## EXERCISE MATERIAL:
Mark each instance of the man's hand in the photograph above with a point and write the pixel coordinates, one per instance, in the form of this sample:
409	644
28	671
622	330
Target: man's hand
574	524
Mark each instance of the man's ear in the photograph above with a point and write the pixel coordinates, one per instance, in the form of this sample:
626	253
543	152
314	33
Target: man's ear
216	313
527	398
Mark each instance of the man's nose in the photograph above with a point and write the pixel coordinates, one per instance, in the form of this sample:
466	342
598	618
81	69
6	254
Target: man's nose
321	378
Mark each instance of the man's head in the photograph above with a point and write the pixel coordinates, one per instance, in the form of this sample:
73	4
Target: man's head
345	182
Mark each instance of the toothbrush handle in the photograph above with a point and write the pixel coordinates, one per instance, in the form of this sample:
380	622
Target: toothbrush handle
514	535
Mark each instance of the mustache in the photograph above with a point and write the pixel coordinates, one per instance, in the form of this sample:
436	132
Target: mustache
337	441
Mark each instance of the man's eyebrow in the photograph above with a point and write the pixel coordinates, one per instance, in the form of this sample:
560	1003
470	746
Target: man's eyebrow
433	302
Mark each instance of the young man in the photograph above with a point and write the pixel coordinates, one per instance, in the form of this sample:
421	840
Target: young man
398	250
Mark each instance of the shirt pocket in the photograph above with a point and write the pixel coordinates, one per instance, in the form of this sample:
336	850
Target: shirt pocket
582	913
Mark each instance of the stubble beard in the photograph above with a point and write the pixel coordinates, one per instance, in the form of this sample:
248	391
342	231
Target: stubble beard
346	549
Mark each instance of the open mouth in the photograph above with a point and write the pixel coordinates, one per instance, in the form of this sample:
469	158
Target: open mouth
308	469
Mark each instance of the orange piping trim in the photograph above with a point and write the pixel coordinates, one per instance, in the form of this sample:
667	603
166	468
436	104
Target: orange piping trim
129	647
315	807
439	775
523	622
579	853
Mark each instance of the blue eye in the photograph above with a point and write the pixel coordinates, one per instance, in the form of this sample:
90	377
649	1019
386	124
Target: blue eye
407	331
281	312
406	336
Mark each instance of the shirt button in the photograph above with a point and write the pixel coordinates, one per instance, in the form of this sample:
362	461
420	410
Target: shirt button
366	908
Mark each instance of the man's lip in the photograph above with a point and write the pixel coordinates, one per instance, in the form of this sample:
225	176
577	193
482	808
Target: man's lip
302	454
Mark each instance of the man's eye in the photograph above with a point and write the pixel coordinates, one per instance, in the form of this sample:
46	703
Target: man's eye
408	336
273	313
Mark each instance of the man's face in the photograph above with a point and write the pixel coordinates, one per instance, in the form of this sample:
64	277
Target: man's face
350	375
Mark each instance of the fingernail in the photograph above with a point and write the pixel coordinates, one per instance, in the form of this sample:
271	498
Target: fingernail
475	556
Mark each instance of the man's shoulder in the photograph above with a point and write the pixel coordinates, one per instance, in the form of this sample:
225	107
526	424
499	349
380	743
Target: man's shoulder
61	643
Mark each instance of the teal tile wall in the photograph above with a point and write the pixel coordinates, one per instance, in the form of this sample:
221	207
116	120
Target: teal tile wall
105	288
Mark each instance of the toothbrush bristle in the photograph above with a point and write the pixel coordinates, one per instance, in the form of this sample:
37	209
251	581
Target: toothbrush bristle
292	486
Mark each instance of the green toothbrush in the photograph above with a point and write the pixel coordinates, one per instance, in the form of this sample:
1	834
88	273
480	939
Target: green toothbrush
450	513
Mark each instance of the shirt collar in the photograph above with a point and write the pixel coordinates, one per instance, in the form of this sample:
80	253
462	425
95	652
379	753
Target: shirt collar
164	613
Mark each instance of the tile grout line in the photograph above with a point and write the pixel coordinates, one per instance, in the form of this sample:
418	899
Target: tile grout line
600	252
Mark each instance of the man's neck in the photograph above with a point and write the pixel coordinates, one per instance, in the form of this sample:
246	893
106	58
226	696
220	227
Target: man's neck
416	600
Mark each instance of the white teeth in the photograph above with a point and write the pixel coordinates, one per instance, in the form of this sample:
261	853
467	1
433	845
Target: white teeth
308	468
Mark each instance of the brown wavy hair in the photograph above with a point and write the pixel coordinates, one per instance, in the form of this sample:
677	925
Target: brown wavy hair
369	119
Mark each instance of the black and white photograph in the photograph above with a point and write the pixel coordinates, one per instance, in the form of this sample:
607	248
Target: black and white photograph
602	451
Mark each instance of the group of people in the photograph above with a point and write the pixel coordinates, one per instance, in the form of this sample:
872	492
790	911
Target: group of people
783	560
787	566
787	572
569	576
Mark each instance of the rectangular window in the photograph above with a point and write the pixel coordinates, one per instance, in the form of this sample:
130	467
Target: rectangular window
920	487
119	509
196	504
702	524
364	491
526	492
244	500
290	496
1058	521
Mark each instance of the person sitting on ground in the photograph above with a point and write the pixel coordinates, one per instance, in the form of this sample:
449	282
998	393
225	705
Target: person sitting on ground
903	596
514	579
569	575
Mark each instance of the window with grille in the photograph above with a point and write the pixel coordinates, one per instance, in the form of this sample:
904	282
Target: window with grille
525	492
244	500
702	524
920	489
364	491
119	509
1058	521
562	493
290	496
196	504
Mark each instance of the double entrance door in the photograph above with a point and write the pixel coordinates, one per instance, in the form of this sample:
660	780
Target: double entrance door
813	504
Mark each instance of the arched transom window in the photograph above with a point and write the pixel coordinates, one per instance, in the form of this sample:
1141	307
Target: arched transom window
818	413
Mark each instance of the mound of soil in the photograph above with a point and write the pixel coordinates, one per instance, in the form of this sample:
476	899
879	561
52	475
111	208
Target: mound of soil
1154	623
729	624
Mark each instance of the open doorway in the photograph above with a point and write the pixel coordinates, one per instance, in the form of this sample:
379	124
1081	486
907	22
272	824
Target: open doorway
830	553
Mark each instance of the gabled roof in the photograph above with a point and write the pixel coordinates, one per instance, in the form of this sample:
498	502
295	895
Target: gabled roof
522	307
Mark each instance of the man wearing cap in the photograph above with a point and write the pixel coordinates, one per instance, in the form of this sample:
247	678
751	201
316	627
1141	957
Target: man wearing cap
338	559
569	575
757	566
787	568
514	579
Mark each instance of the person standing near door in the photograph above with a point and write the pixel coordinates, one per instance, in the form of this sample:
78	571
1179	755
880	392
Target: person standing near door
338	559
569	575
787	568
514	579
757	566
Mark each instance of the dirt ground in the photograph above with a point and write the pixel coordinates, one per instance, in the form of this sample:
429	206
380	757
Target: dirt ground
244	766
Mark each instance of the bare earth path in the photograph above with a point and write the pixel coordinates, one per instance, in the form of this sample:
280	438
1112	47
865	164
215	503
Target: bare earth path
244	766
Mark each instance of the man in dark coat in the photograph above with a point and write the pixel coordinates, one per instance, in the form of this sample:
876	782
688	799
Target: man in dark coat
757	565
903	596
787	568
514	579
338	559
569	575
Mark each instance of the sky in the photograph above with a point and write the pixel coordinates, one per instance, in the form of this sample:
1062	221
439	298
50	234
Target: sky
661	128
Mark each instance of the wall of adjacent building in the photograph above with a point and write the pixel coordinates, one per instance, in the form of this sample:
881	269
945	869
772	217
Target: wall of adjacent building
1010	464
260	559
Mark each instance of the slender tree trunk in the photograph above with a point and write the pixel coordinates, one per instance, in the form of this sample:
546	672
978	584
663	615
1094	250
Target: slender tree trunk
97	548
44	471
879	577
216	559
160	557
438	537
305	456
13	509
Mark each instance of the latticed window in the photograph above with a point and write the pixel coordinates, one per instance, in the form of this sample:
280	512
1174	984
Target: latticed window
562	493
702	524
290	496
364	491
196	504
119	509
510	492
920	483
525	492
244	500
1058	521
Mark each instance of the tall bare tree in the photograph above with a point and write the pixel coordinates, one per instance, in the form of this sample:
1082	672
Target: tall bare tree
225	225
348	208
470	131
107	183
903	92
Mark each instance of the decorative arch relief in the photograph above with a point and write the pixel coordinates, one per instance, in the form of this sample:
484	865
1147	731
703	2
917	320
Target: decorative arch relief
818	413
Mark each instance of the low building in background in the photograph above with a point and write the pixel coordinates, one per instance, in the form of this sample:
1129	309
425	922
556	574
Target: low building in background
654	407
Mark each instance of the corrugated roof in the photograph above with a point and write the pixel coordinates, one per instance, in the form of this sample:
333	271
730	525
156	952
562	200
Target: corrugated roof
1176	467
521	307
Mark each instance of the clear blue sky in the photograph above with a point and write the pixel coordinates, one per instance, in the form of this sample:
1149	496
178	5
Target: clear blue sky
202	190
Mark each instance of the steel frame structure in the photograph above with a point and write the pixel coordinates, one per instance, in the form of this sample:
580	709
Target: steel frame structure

## TASK DETAILS:
Return exactly the lines from the one containing "Mark each instance of the latticed" through the last line of the records above, both included, and nothing else.

## TASK SOLUTION:
Mark each instance of the latticed window in the photograph above with a point and write the pixel coordinates, one per instance, in the form of this sample:
280	512
1174	984
Target: latticed window
562	493
702	524
290	496
364	491
196	504
119	509
510	492
920	483
525	492
244	500
1058	521
Mark each instance of the tall bare tree in the photograph above with a point and write the pixel coordinates, one per instance, in the form of this sample:
1082	672
Target: tall bare tree
225	225
348	208
470	131
107	183
903	92
Mark each instance of the decorative arch relief in the photograph above with a point and write the pixel coordinates, one per instance, in the form of this sample:
484	865
1147	731
703	2
917	320
Target: decorative arch relief
818	413
Mark each instance of the low building in background in the photograph above with a point and write the pixel coordinates, one per instance, in the form of this sample:
1129	309
425	922
556	574
Target: low building in background
654	407
Mark each instance of the corrugated roof in the photograph above with a point and write the pixel coordinates, one per instance, in the form of this sample:
333	271
730	525
156	952
562	200
Target: corrugated roof
1176	467
521	307
Mark each instance of the clear blue sky in the photograph above with a point and write the pixel coordinates, one per instance, in the form of this sample:
1149	496
178	5
Target: clear blue sky
202	190
Mark each instance of the steel frame structure in the photograph above with a point and write the pixel coordinates, one per instance, in the form of this sample:
580	709
Target: steel frame structure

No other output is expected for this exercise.